**What is needed**
Copy the data below line for line, omitting the pictures.

**Recorded data**
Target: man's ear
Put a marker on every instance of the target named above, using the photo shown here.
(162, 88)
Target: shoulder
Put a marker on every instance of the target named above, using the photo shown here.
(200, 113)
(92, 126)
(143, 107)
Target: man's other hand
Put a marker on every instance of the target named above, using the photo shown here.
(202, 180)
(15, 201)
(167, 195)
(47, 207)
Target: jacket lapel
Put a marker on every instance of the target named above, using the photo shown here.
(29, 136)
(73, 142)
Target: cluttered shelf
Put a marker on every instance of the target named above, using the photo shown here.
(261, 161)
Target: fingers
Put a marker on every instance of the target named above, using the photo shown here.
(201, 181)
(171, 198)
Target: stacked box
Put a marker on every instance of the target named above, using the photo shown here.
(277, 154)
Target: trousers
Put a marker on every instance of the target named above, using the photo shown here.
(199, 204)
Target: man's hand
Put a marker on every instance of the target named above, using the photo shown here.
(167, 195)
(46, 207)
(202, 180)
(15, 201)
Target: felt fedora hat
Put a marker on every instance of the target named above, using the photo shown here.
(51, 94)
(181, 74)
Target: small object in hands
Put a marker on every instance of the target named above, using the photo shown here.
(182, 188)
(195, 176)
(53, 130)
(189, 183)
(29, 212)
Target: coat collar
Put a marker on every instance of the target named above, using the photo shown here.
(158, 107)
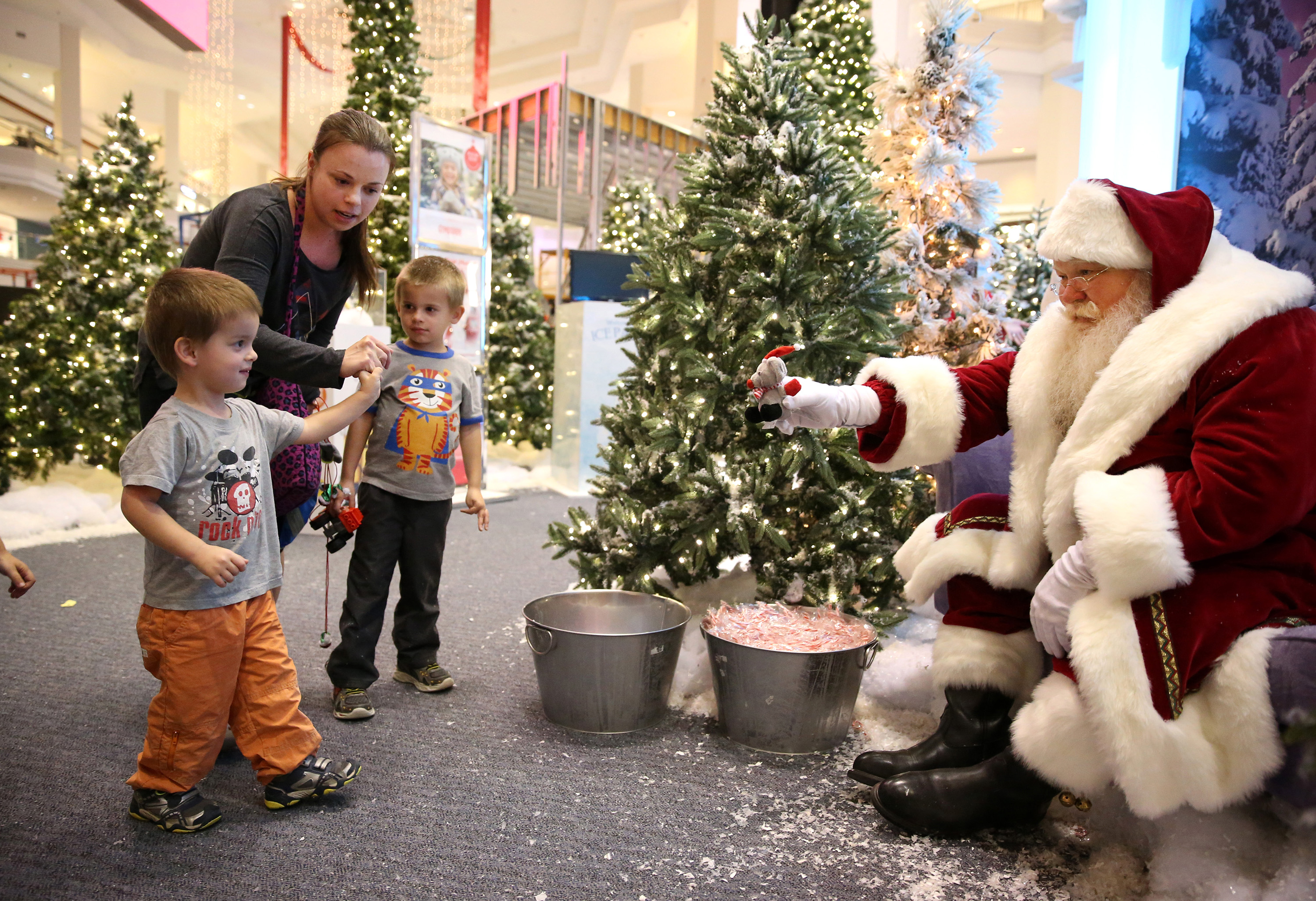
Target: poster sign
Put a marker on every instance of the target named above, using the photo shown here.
(449, 186)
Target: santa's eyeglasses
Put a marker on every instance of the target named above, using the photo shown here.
(1080, 283)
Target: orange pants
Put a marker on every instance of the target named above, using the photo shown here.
(218, 667)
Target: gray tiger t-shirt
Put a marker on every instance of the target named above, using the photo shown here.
(424, 399)
(216, 481)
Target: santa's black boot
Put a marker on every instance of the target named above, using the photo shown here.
(997, 794)
(974, 726)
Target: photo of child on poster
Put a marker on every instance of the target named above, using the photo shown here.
(449, 183)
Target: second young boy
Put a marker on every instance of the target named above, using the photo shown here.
(429, 406)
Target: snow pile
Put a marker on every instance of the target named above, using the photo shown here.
(57, 512)
(503, 475)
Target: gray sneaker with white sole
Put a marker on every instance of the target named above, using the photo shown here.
(427, 679)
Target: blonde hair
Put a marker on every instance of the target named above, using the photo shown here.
(364, 131)
(432, 271)
(193, 304)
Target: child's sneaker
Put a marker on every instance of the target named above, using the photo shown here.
(311, 779)
(427, 679)
(174, 812)
(352, 704)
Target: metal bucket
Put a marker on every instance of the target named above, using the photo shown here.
(604, 658)
(786, 702)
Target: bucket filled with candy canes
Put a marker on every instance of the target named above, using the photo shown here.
(786, 678)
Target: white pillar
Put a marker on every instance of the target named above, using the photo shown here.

**Answer to the task**
Target: man's ear
Put a marker on every instance of the target named above, using the photo shown here.
(162, 88)
Target: shoulder
Put a marker on every instance of the target named above, using the photo shown here.
(200, 113)
(92, 126)
(143, 107)
Target: man's other hand
Put a marker on every instance of the target named above, using the photo shown here.
(202, 180)
(15, 201)
(167, 195)
(47, 207)
Target: jacket lapel
Put a marker on every instance of the target named above, using the photo shown here.
(29, 136)
(73, 142)
Target: cluttered shelf
Put a marker on every instance of the target named above, using the photo shown here.
(261, 161)
Target: fingers
Put a marker on every instance of the target named above, using the photo shown here.
(201, 181)
(171, 198)
Target: stacked box
Put a marker on every instance of the target named above, using the photo shown here.
(277, 154)
Target: trousers
Put a marker on every instance of the target named above, using the photo shown here.
(199, 204)
Target: man's hand
Put a marker on every instance of the target named above, using the photo shown here.
(167, 195)
(46, 207)
(202, 180)
(15, 201)
Target: felt fedora hat
Put a marker on every instance of the target named above, using the photo shown here.
(51, 94)
(181, 74)
Target: small object in hands
Put a marker on every instance of the target named above, using the photo shown here.
(182, 188)
(195, 176)
(53, 130)
(189, 183)
(29, 212)
Target: coat collar
Put a marker on every instance of the target named above, using the photo shown here.
(158, 107)
Target: poster sign
Put a marker on every instance of the target named above, using the photo shown here.
(449, 186)
Target: santa's eyeglasses
Put a marker on every instance of the target named above, using the photo shown here.
(1080, 283)
Target: orange pants
Put a marker on every instance of the target named above, using the photo shown here.
(218, 667)
Target: gray tiger t-shirt
Put a marker on every instance of the target named above, using the photo shown here.
(424, 399)
(216, 481)
Target: santa's black boot
Put a marker on every instance of the target named above, using the photo shown here.
(997, 794)
(974, 726)
Target: photo of child on poster
Put a marker on every instance of the target named above, using the photo shown here.
(449, 183)
Target: second young boy
Put a marker on every instance of the target named above, using the photo shown here.
(429, 406)
Target: snow pile
Put a marker on every instance of the target named above, using the photo shown here.
(57, 512)
(503, 475)
Target: gray sneaker with white sole
Put a marker on every instance of the target named above, using the photo shown here.
(427, 679)
Target: blonde hair
Put a marker on every instance of the target named above, using the photo shown here.
(364, 131)
(432, 271)
(193, 304)
Target: child's sneaker
Put a marker on every instance of the target named above, using the photo shown here.
(311, 779)
(427, 679)
(174, 812)
(352, 704)
Target: metal bucket
Put a marker on every instance of the target named above, using the photo shown here.
(604, 658)
(786, 702)
Target: bucket filled with candy canes
Put a marker on every instance of the target named above, using the photo shown here.
(786, 678)
Target: white pillar
Put a marker on every instance of the target named above, using the photo shown here.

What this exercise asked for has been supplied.